Written request 1
Decide whether each statement agrees with the DST column, answering yes or no and quoting the words that settle it: (a) The writer lived in Arizona for 15 years. (b) The writer owns an iPhone. (c) Most of the clocks that needed resetting are digital.
Written request 2
Write out the part of the DST column between "Sure, if I were" and "shovel this morning.", inclusive.
--- Page extract ---
An Old-Fashioned Opinion on DST

Richard Shugrue
One advantage of living in Arizona for 15 years was not having to monkey around with clocks and watches twice a year because of the Daylight Savings foolishness.
Sure, if I were a modern human, I could just bark, “Alexa. What time is it?” Or look at an iPhone, which not only would tell me the time, but the recipe for Chicken Kiev or the route from Denver to Arvada.
Unfortunately, I’m an old-fashioned guy, not only sans an iPhone but also averse to speaking with a robot who can tell me what time it is and how much snow Todd, the handyman for our senior living place, has to shovel this morning.
We invited a grandkid to visit for cookies and hot chocolate on the second Sunday of March here in Colorado and then “suggested” that he help us reset some eleven clocks in the place, most of which are digital, and might as well have been in Mandarin to the old-timers.
--- Data section ---
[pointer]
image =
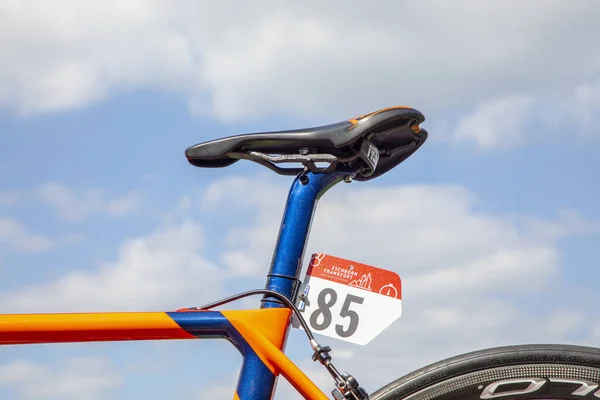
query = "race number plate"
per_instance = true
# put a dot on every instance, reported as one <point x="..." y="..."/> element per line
<point x="349" y="301"/>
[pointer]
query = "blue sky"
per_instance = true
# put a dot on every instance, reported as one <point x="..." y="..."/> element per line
<point x="493" y="225"/>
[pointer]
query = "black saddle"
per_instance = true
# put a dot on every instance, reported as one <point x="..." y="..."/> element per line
<point x="371" y="144"/>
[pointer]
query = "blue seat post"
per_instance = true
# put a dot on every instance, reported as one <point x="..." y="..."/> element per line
<point x="302" y="199"/>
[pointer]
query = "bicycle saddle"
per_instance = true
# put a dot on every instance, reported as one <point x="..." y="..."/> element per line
<point x="371" y="144"/>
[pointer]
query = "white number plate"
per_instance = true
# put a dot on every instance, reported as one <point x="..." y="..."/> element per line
<point x="349" y="301"/>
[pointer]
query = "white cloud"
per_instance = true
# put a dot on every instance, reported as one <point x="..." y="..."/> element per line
<point x="497" y="123"/>
<point x="78" y="378"/>
<point x="516" y="120"/>
<point x="306" y="58"/>
<point x="8" y="197"/>
<point x="158" y="271"/>
<point x="17" y="237"/>
<point x="77" y="204"/>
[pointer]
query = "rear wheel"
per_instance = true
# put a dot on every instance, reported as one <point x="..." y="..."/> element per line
<point x="506" y="373"/>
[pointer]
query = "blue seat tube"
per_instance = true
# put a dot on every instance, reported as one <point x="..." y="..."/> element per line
<point x="286" y="264"/>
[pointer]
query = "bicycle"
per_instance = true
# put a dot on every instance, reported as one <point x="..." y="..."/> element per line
<point x="358" y="149"/>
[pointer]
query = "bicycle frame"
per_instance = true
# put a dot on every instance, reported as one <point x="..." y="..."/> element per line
<point x="259" y="335"/>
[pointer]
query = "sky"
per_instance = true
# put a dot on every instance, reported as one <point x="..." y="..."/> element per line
<point x="492" y="225"/>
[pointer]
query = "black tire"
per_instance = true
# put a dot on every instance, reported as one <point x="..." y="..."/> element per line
<point x="505" y="373"/>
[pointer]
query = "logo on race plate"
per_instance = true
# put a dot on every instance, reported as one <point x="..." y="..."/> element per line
<point x="355" y="274"/>
<point x="364" y="282"/>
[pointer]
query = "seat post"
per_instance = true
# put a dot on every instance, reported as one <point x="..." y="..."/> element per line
<point x="286" y="264"/>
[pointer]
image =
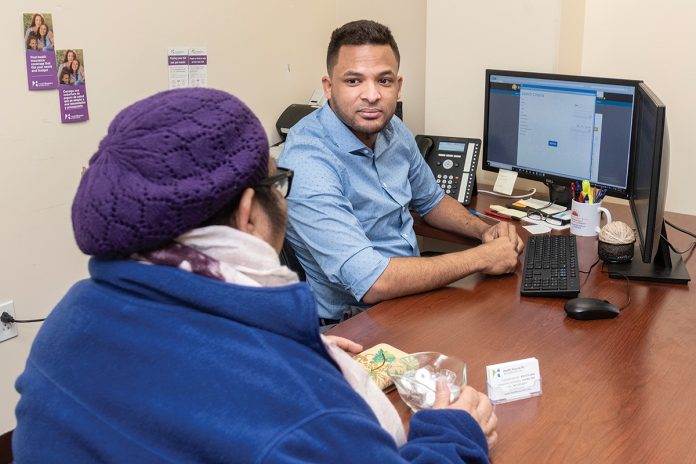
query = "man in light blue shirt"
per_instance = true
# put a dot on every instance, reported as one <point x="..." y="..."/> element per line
<point x="358" y="171"/>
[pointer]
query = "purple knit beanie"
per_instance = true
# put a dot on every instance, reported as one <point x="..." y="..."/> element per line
<point x="168" y="163"/>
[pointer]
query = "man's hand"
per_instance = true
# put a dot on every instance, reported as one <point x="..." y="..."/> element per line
<point x="475" y="403"/>
<point x="346" y="345"/>
<point x="503" y="229"/>
<point x="499" y="251"/>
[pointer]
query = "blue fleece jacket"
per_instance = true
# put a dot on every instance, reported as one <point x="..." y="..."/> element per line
<point x="152" y="364"/>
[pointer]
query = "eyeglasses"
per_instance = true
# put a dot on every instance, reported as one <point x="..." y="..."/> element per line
<point x="282" y="180"/>
<point x="537" y="215"/>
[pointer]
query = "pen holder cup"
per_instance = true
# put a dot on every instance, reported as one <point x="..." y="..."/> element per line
<point x="586" y="217"/>
<point x="415" y="377"/>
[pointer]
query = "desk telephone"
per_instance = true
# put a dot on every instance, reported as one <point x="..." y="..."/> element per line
<point x="453" y="160"/>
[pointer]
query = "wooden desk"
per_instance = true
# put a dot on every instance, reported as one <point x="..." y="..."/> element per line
<point x="620" y="390"/>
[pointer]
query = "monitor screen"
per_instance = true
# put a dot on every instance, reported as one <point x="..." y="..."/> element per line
<point x="557" y="128"/>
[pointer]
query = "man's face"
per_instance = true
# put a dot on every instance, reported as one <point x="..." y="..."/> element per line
<point x="363" y="88"/>
<point x="275" y="214"/>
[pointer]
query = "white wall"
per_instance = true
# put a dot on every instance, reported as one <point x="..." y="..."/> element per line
<point x="655" y="42"/>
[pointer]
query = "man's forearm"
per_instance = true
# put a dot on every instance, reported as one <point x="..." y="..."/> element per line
<point x="451" y="216"/>
<point x="406" y="276"/>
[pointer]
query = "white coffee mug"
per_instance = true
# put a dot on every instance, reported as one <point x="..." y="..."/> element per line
<point x="585" y="218"/>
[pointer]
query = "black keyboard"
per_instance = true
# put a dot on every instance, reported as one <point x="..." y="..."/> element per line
<point x="551" y="267"/>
---
Right answer 1
(a) Yes: "One advantage of living in Arizona for 15 years"
(b) No: "not only sans an iPhone"
(c) Yes: "most of which are digital"

Right answer 2
Sure, if I were a modern human, I could just bark, “Alexa. What time is it?” Or look at an iPhone, which not only would tell me the time, but the recipe for Chicken Kiev or the route from Denver to Arvada.
Unfortunately, I’m an old-fashioned guy, not only sans an iPhone but also averse to speaking with a robot who can tell me what time it is and how much snow Todd, the handyman for our senior living place, has to shovel this morning.